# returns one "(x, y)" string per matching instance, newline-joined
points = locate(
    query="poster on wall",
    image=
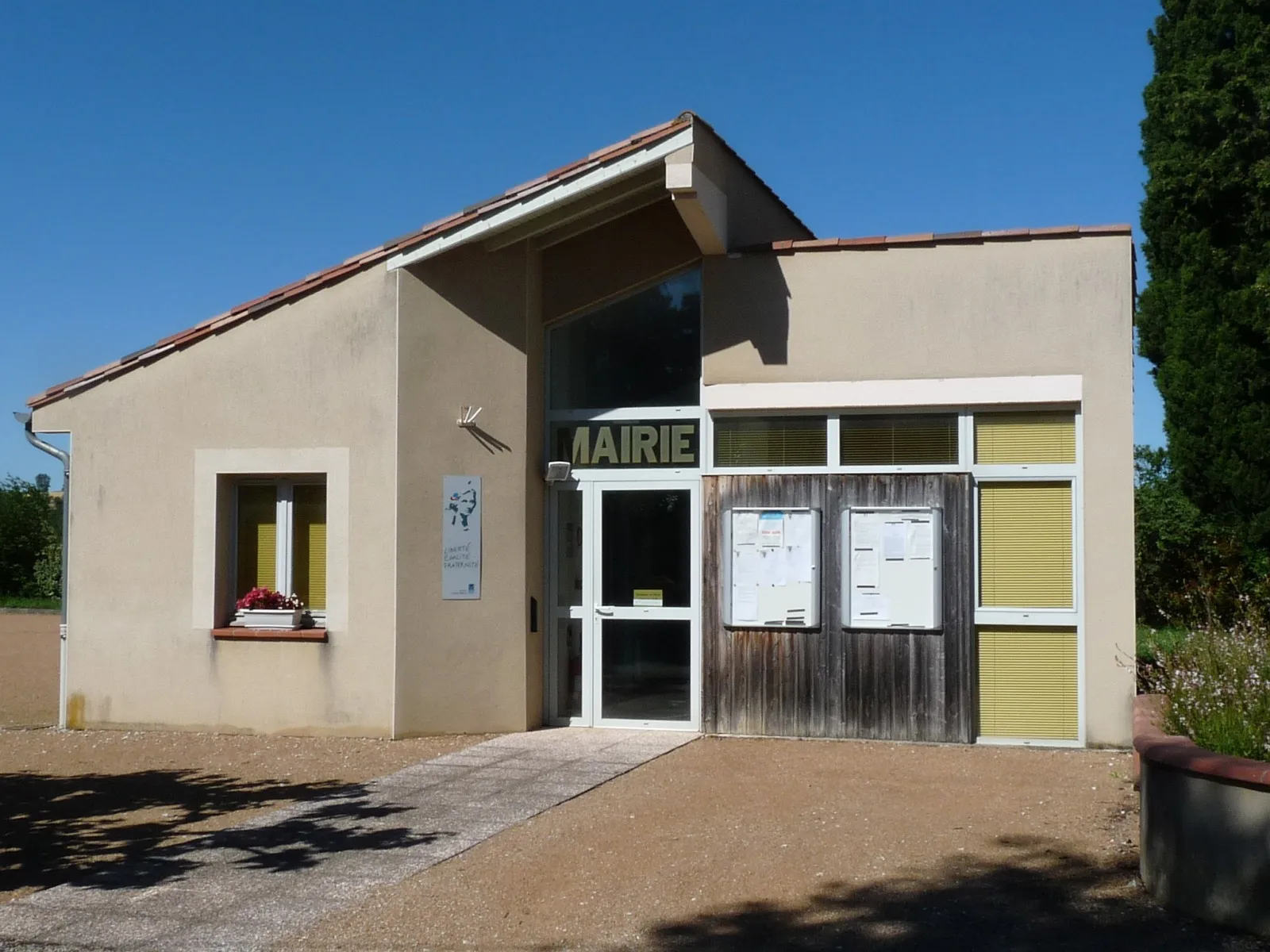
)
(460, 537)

★ ★ ★ ★

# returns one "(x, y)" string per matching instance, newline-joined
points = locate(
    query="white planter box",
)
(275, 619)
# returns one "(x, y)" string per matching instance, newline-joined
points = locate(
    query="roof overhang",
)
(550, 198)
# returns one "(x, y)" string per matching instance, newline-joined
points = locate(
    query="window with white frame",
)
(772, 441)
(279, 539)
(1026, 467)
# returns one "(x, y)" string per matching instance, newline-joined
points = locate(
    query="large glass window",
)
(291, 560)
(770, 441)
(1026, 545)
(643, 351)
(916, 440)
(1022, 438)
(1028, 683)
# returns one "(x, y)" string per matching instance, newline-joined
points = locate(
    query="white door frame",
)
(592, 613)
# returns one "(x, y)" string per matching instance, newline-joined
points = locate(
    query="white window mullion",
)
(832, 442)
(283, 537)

★ ★ ★ ★

*DIRECTIONS*. Return each line of the entries above that contains the string "window", treating uppercase and lowercase as different.

*RESULT OF THIS TASK*.
    query="window with white frame",
    query="large glass window",
    query="white window mullion",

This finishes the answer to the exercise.